▸ **工作说明**
请将下面列表中所有的"Annotate"替换成"Label"，其余一字不改，把整份列表重新写出。

▽

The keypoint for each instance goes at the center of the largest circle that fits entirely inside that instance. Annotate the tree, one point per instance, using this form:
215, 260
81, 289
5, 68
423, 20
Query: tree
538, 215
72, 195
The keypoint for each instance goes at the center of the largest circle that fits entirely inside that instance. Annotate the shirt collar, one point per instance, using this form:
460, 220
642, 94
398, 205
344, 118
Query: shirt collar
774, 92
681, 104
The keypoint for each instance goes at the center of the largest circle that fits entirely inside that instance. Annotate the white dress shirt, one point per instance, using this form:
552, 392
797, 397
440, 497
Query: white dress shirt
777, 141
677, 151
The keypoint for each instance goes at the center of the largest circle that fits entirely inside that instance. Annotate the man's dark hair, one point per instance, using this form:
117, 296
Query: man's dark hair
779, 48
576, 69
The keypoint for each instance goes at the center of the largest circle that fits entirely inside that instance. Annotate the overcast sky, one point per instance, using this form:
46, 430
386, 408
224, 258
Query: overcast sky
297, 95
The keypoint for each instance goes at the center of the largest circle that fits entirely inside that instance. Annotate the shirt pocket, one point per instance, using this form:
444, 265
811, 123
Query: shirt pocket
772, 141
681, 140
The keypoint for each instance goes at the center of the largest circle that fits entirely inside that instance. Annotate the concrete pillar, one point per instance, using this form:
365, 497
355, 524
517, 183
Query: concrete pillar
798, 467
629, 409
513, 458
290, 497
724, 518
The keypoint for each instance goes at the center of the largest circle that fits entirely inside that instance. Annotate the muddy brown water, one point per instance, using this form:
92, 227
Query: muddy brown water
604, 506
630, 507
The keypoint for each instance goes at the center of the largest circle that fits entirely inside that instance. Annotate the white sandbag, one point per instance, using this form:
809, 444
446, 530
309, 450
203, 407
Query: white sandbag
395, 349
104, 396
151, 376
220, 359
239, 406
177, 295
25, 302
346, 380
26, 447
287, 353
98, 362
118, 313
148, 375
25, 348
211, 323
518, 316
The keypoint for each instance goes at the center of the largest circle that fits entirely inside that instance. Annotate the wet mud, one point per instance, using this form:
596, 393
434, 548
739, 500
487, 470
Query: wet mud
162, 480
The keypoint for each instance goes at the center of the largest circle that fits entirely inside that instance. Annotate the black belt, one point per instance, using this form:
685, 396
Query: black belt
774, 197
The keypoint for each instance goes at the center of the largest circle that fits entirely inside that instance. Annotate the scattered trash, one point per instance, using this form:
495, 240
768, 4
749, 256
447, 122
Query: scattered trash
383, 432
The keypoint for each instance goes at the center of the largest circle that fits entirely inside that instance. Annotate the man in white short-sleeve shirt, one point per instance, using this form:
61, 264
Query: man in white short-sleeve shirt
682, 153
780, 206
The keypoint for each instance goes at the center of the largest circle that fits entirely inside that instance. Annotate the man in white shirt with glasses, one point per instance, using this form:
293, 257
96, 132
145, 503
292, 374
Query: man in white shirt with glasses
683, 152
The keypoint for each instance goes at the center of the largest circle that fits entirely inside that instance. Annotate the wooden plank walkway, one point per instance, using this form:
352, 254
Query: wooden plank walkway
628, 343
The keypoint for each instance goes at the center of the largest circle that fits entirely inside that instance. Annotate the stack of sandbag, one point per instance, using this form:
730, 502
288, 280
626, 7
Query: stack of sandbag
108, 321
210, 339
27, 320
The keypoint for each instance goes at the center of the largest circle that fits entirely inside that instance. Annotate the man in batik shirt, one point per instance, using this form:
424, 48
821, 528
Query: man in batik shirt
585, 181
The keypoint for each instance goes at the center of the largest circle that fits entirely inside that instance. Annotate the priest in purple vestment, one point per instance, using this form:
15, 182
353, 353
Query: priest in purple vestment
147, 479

△

▸ **本题解答**
The keypoint for each instance goes at the center of the largest circle that fits entirely inside that instance. Label the tree, one point per instance, using this form:
215, 260
81, 289
5, 68
423, 20
Query: tree
538, 215
72, 195
The keypoint for each instance goes at the center of the largest circle that fits entirely inside that instance. Label the shirt collar, one point per instance, using this form:
460, 220
642, 94
398, 205
344, 118
Query: shirt collar
774, 92
681, 104
The keypoint for each instance goes at the center of the largest circle that fits entirely inside that instance. Label the white dress shirt, one point per instance, using this form:
552, 392
797, 397
440, 497
Query: white dress shirt
777, 141
677, 151
The keypoint for each instance goes at the center of the largest circle that fits entirely inside that instance. Label the man's dark hair, one point per instance, using this form:
117, 296
Query: man's dark hair
779, 48
576, 69
The keypoint for each instance goes at the center of the largest circle that fits entirely inside that instance. Label the overcast sky, one point per instance, using this form:
46, 430
386, 408
224, 258
Query: overcast sky
297, 95
The keypoint for each instance goes at the center of the largest circle that fits entirely inside that instance. Label the shirt pocket, one point per instance, using this form:
444, 265
811, 123
Query: shirt pocket
772, 141
681, 140
The keypoint for each instance goes at the center of the largest circle that fits entirely inside that instance. Label the concrete pillar, one point per instance, using this form:
365, 497
355, 524
517, 183
Query: concrete pillar
798, 467
629, 409
513, 458
290, 497
724, 518
The keypoint for each instance goes at the center of the largest circle that fits entirely inside that instance. Label the muddy brown water, one point per instance, using this form:
92, 227
Query: muddy brown water
604, 506
630, 507
The keypoint for each instance goes at the center of the largest circle that fits entirely inside that instance. Label the white sandbag, one point per instance, using this form:
809, 444
446, 530
309, 450
203, 407
Query: white sandbag
395, 349
104, 396
151, 376
220, 359
239, 406
177, 295
25, 302
346, 380
26, 447
287, 353
98, 362
118, 313
148, 375
25, 348
211, 323
518, 316
The keypoint for each instance goes at the center of the largest circle that fits entirely inside that instance. Label the wet mud, one point per instance, using this form:
596, 393
434, 548
739, 500
487, 470
Query: wet mud
162, 480
The keypoint for each instance goes at the center of the largest circle that fits entirely inside that instance. Label the black belt, one point per instance, using this form:
685, 396
Query: black belt
774, 197
The keypoint for each instance goes at the center of the largest circle that fits entirely inside that instance. Label the scattered trash, one point per instance, using this form:
495, 240
768, 4
749, 256
447, 122
Query: scattered trash
383, 432
The keypoint for each instance goes at the center of the largest circle that fits entirely inside that instance. Label the man in white short-sleeve shirt, one point per instance, using this form:
61, 264
Query: man in white short-sleeve shirt
682, 153
780, 206
The keypoint for each instance goes at the center of the largest circle that fits entirely inside that instance. Label the man in white shirt with glasses, one point per instance, using this form:
293, 257
96, 132
145, 503
292, 374
Query: man in white shirt with glasses
683, 152
The keypoint for each instance goes at the center of the largest circle that fits entirely inside that instance. Label the wooden plank walkway, one point per instance, using this form:
352, 254
Query: wooden plank walkway
628, 343
The keypoint for each instance goes at the center of the largest circle that fits entirely inside that instance. Label the stack of sandbag, one point per instance, using this form:
730, 502
288, 280
626, 7
Query: stack of sandbag
108, 321
210, 339
27, 320
The keypoint for each instance goes at the center of the largest circle that fits entirely inside that instance. Label the man in batik shirt, one point per instance, using this form:
424, 48
821, 528
Query: man in batik shirt
585, 181
The keypoint for each instance goes at the center of the largest circle that fits entirely inside that instance. Label the priest in purple vestment, one point per instance, using this form:
15, 182
353, 353
Query: priest in purple vestment
147, 479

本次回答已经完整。